SOURCE PASSAGE |
To: aspiring scientists
Cc: current scientists
Subject: Five Sentence Emails
I used to imagine most scientists spending all of their time pouring fluorescent liquids into Erlenmeyer flasks while wearing white lab coats. I imagined other scientists, spending weeks or months outside, following monkeys around the rainforest or collecting pollen from the legs of bees. What I didn’t imagine was that scientists spend a lot of time writing emails.
Fig. 1 How I imagined most scientists. (CC0 Public Domain)
It doesn’t mean we don’t also pour liquids, tag along with monkeys, or catch bees; it just means that doing those tasks usually requires emailing. Emails recruit undergraduate research assistants that will help prepare chemical solutions and clean glassware. Emails coordinate transportation logistics to and from Thailand. Emails arrange focus groups with beekeepers so you can learn about their hive maintenance practices.
An excellent emailer isn’t that different from an excellent scientist. Like a scientific argument, a perfect email, in my opinion, is concise, elegant, and logical.

MATERIAL |
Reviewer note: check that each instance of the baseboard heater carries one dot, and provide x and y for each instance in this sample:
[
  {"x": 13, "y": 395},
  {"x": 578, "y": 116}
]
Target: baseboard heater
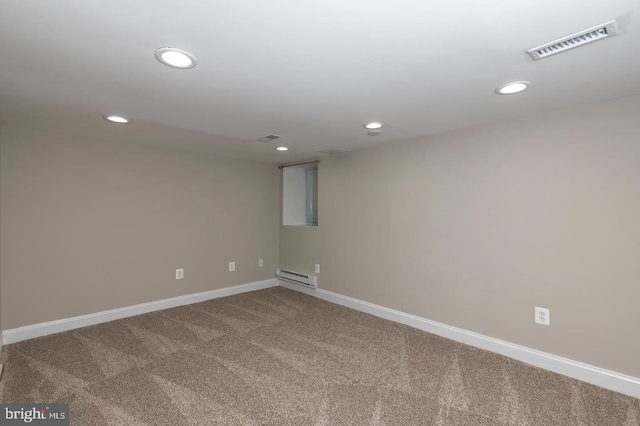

REQUEST A | Name the three qualities that, according to the piece on five-sentence emails, a perfect email shares with a scientific argument.
REQUEST B | Rewrite the records with "baseboard heater" replaced by "wall heater", keeping everything else unchanged and leaving out the pictures.

WRITTEN SOLUTION A | concise, elegant, logical

WRITTEN SOLUTION B |
Reviewer note: check that each instance of the wall heater carries one dot, and provide x and y for each instance in this sample:
[
  {"x": 13, "y": 395},
  {"x": 578, "y": 116}
]
Target: wall heater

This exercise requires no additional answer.